Directive → Set the listing down again exactly, please, apart from its pictures.

The data →

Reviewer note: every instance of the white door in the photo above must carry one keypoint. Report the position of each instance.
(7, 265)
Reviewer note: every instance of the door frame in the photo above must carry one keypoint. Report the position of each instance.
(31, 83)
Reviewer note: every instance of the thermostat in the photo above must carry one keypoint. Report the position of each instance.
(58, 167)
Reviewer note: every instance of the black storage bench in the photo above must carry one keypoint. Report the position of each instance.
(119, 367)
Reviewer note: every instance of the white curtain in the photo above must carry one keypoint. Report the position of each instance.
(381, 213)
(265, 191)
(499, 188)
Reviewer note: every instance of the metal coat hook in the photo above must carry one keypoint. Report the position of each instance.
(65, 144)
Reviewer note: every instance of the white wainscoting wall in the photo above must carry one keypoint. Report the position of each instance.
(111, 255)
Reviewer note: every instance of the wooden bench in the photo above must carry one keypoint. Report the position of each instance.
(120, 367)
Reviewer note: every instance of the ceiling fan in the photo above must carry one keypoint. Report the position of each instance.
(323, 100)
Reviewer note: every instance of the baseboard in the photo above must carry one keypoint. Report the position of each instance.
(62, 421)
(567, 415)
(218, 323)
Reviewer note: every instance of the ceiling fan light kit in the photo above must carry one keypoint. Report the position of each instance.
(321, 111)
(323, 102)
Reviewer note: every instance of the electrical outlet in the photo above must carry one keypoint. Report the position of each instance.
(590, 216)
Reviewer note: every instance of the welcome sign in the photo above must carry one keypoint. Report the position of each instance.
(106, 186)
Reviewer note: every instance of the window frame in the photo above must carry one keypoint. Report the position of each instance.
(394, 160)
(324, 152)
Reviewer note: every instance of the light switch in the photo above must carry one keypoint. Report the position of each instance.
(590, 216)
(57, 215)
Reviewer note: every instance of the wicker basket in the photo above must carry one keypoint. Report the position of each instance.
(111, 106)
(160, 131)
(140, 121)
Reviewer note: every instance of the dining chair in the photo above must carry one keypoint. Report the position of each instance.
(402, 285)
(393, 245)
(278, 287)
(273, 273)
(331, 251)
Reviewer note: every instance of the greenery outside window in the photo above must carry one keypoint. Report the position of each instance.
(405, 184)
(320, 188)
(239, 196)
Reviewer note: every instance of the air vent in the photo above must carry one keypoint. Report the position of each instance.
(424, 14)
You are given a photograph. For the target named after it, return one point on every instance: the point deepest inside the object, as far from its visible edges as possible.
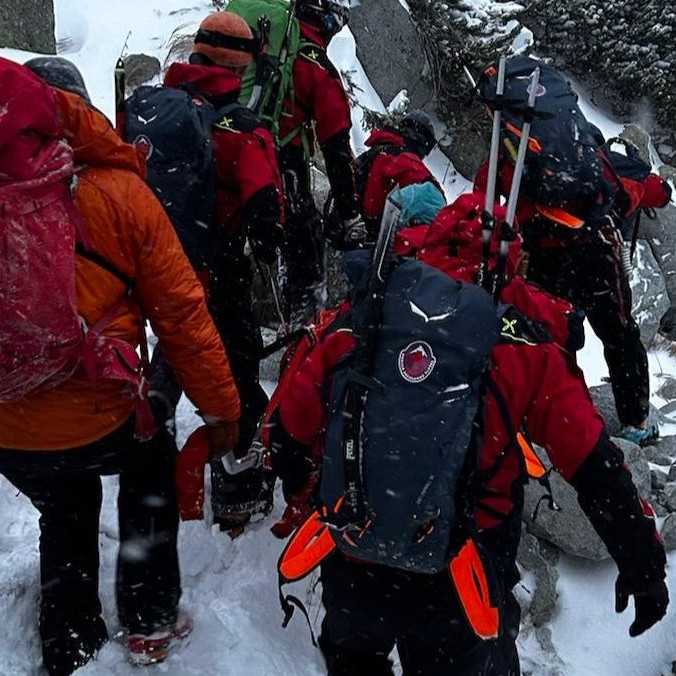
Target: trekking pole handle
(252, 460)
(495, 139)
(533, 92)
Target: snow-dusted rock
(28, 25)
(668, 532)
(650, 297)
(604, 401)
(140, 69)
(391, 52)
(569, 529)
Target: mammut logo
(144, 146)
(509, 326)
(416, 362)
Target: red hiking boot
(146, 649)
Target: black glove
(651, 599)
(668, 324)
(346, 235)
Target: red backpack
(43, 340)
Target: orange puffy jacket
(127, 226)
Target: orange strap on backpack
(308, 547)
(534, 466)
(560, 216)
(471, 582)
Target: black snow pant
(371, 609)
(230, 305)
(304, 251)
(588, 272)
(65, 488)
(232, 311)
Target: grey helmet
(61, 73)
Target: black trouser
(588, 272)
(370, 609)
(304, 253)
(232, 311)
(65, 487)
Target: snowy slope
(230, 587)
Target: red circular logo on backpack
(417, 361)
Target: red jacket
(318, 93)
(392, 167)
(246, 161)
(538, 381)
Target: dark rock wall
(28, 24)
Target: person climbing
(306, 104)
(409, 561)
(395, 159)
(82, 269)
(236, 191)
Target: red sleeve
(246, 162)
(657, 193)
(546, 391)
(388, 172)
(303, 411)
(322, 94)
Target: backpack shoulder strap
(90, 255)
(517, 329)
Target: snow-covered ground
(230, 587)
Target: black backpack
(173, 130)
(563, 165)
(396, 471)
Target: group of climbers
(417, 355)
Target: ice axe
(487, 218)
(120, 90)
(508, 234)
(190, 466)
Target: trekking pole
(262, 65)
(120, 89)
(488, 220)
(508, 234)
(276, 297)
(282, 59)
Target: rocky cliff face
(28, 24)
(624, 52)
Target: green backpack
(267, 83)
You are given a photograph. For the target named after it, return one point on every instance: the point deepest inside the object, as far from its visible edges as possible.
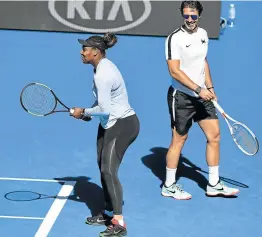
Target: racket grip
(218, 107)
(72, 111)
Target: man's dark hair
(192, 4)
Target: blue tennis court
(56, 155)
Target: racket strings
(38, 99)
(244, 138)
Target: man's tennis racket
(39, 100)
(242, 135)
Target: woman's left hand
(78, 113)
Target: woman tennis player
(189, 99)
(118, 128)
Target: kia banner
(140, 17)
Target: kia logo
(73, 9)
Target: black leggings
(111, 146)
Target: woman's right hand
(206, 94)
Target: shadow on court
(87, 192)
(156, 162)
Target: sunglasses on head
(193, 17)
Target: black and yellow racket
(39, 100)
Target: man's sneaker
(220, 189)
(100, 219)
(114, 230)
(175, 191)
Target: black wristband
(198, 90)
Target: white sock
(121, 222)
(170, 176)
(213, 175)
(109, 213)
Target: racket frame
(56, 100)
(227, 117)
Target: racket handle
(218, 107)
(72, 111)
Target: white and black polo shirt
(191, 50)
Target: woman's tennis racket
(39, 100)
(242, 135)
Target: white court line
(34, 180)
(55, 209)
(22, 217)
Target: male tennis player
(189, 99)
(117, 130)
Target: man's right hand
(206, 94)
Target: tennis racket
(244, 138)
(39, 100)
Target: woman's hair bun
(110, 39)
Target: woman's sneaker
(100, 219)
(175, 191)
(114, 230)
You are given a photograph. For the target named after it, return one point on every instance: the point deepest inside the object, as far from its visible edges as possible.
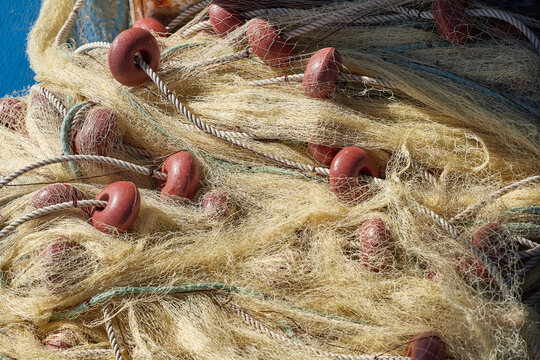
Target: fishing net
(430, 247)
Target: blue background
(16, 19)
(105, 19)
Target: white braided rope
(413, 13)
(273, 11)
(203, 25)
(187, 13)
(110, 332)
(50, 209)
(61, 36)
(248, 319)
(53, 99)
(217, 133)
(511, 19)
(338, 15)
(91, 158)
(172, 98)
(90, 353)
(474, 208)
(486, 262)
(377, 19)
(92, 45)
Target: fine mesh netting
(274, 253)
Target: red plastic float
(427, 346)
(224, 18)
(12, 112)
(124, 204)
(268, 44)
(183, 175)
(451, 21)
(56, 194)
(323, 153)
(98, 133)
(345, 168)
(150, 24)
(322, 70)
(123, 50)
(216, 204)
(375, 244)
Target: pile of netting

Exercise solution →
Reviewer note: every instance of the white door in the photo above must carry one keypoint. Report the position of each instance.
(7, 265)
Reviewer note: every instance of the door frame in the photo above must carry one keypoint. Report the position of each instance.
(31, 83)
Reviewer note: every instance of the thermostat in the photo above must carry one keypoint. Report the position of each instance.
(58, 167)
Reviewer note: every instance of the black storage bench in the photo above must carry one keypoint. Report the position of each instance.
(119, 367)
Reviewer note: every instance of the white curtain in the photo above must carry one keypoint. Report the position of each instance.
(381, 213)
(265, 191)
(499, 188)
Reviewer note: every instance of the metal coat hook in the photo above must carry one keypoint. Report the position of each instance.
(65, 144)
Reviewer note: every instance of the white wainscoting wall in the photo above must carry one keypoint. Report the position of each instance.
(111, 255)
Reviewer note: every instance of the wooden bench in the photo above must carry one keypoint. Report the position of each instance.
(120, 367)
Reviewer note: every instance of the ceiling fan in the photo above must carry one keypoint. Report the position of each instance.
(323, 100)
Reviewer note: every instance of the baseboard in the photo above must carry one keypoint. Report the position of each instance.
(62, 421)
(567, 415)
(218, 323)
Reviewer note: every instance of the ceiling fan light kit in the photo above must carry one keypoint. Report the position of each instance.
(321, 111)
(323, 102)
Reviewer note: every instance of the electrical outlet in the photo above must carry one keypoint. Report the position of each instance.
(590, 216)
Reviewer note: every instance of the welcome sign in the photo above must carry one keypoint. Report the position of each instance.
(106, 186)
Reviewer note: every instance of the window frame in the photo above must carry one keypoint. Report the position of each instance.
(394, 160)
(324, 152)
Reviewer note: every instance of the light switch in the photo above must carry one keypoint. Report the position of each instance.
(590, 216)
(57, 215)
Reviewer note: every instance of the wicker basket in the photo above must carry one keypoint. Report the position of each instance.
(111, 106)
(160, 131)
(140, 121)
Reviewer note: every instance of the dining chair in the photo above must carry one keypoint. Report the position of each instance.
(402, 285)
(393, 245)
(278, 287)
(273, 273)
(331, 251)
Reviewer note: every instance of the greenery outside window in the photo above must carry one keypoint. Report the position of each instance.
(405, 184)
(320, 188)
(239, 196)
Reviewer note: every instance of the air vent in the photo above must carry one keypoint. Report the position of each instance.
(424, 14)
You are given a photograph. For the target named after it, return one point on every instance: the point deepest inside the object, as far from its visible edges as possible.
Target: trekking pole handle
(252, 460)
(495, 139)
(533, 92)
Target: snow-dusted rock
(28, 25)
(668, 532)
(650, 297)
(604, 401)
(140, 69)
(391, 52)
(569, 529)
Target: mammut logo
(144, 146)
(509, 326)
(416, 362)
Target: red hiking boot
(146, 649)
Target: black glove
(651, 599)
(668, 324)
(346, 235)
Target: red backpack
(43, 340)
Target: orange puffy jacket
(127, 226)
Target: orange strap on backpack
(308, 547)
(534, 466)
(560, 216)
(471, 582)
Target: black snow pant
(371, 609)
(230, 305)
(304, 251)
(588, 272)
(65, 488)
(232, 311)
Target: grey helmet
(61, 73)
Target: black trouser
(588, 272)
(370, 609)
(304, 253)
(232, 311)
(65, 487)
Target: snowy slope
(230, 587)
Target: red circular logo on backpack
(417, 361)
Target: red jacket
(318, 93)
(392, 167)
(246, 161)
(538, 381)
Target: dark rock wall
(28, 24)
Target: person climbing
(306, 104)
(409, 561)
(395, 159)
(82, 269)
(236, 191)
Target: red sleeve
(246, 162)
(657, 193)
(546, 391)
(388, 172)
(303, 411)
(322, 94)
Target: backpack shoulder strap
(90, 255)
(517, 329)
Target: snow-covered ground
(230, 587)
Target: black backpack
(173, 130)
(563, 165)
(396, 471)
Target: group of climbers
(417, 355)
Target: ice axe
(487, 218)
(120, 90)
(508, 234)
(190, 466)
Target: trekking pole
(262, 65)
(120, 89)
(488, 220)
(508, 234)
(276, 297)
(282, 59)
Target: rocky cliff face
(28, 24)
(624, 52)
Target: green backpack
(267, 83)
You are given a photograph. For the target named after it, return one point on every instance: the point deepest inside the object, as far from its visible edges as possible.
Target: racket grip
(218, 107)
(72, 111)
Target: man's dark hair
(192, 4)
Target: blue tennis court
(56, 155)
Target: racket strings
(38, 99)
(244, 138)
Target: man's tennis racket
(39, 100)
(242, 135)
Target: woman's left hand
(78, 113)
Target: woman tennis player
(189, 99)
(118, 128)
Target: kia banner
(140, 17)
Target: kia logo
(73, 9)
Target: black leggings
(111, 146)
Target: woman's right hand
(206, 94)
Target: shadow on court
(87, 192)
(156, 162)
Target: sunglasses on head
(193, 17)
Target: black and yellow racket
(39, 100)
Target: man's sneaker
(220, 189)
(100, 219)
(114, 230)
(175, 191)
Target: black wristband
(198, 90)
Target: white sock
(121, 222)
(170, 176)
(213, 175)
(109, 213)
Target: racket frame
(56, 100)
(227, 117)
Target: racket handle
(218, 107)
(72, 111)
Target: white and black polo shirt
(191, 50)
Target: woman's tennis racket
(39, 100)
(242, 135)
Target: white court line
(34, 180)
(55, 209)
(22, 217)
Target: male tennis player
(189, 99)
(117, 130)
Target: man's right hand
(206, 94)
Target: tennis racket
(244, 138)
(39, 100)
Target: woman's hair bun
(110, 39)
Target: woman's sneaker
(100, 219)
(175, 191)
(114, 230)
You are given a photograph. For the target named after it, return one point on every instance: the point deepest inside the object, as far from its visible edges as possible.
Target: fishing net
(430, 247)
Target: blue background
(16, 19)
(105, 19)
Target: white braided rope
(413, 13)
(273, 11)
(203, 25)
(187, 13)
(110, 332)
(50, 209)
(61, 36)
(248, 319)
(53, 99)
(217, 133)
(511, 19)
(338, 15)
(91, 158)
(172, 98)
(90, 353)
(474, 208)
(486, 262)
(377, 19)
(92, 45)
Target: fine mesh netting
(274, 253)
Target: red plastic float
(427, 346)
(224, 18)
(12, 112)
(124, 204)
(268, 44)
(183, 175)
(451, 21)
(56, 194)
(323, 153)
(98, 133)
(345, 168)
(150, 24)
(322, 70)
(123, 50)
(216, 204)
(375, 244)
Target: pile of netting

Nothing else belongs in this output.